[Start of Attachment]

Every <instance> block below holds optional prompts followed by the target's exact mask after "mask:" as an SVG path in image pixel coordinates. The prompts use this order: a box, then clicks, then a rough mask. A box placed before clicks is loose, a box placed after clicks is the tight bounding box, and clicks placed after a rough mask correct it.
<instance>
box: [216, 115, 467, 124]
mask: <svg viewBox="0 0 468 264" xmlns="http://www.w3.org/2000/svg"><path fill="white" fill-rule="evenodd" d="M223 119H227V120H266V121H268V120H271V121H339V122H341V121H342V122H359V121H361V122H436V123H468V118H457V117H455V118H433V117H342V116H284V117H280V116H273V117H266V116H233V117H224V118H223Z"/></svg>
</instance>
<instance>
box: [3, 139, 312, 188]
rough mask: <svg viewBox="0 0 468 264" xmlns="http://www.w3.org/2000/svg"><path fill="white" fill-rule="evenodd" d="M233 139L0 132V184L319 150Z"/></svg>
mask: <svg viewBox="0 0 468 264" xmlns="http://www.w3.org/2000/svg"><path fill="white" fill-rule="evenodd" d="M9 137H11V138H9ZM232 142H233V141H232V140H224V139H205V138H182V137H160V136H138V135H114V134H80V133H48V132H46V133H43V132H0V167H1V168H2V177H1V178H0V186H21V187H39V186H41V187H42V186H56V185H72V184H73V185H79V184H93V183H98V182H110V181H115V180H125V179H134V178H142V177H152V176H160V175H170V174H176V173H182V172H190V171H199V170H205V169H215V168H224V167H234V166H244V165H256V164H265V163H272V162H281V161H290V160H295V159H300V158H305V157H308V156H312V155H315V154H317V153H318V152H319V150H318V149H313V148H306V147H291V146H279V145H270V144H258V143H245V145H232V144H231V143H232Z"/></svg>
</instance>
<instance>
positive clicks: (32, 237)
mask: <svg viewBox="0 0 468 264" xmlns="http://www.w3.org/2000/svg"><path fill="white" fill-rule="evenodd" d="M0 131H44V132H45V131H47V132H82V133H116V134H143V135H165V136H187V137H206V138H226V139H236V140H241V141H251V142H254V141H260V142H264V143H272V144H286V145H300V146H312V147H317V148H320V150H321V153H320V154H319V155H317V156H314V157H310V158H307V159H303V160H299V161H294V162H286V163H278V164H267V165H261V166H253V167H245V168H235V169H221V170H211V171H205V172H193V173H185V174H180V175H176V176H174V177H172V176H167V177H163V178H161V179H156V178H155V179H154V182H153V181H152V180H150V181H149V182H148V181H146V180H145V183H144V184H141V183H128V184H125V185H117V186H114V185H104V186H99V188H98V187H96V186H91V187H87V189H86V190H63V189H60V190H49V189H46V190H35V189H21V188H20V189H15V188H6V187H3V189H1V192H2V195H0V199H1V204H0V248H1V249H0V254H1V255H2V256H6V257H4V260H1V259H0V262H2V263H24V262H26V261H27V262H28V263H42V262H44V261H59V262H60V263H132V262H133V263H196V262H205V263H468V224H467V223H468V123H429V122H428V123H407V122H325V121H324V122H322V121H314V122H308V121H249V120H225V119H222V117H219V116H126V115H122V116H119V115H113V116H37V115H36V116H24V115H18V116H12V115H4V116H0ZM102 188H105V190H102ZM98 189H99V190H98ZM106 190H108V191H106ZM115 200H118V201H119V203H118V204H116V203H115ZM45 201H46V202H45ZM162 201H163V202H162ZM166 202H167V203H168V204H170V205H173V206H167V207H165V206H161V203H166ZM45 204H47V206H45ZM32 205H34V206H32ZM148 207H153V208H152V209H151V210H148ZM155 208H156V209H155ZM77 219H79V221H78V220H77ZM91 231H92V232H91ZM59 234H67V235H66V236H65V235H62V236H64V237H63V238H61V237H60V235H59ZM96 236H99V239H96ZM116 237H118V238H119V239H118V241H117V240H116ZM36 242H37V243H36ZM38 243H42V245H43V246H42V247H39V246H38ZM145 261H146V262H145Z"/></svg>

[End of Attachment]

Action item: How many lines of the material above contain the string "rough"? Reply with the number alone.

Task response: 2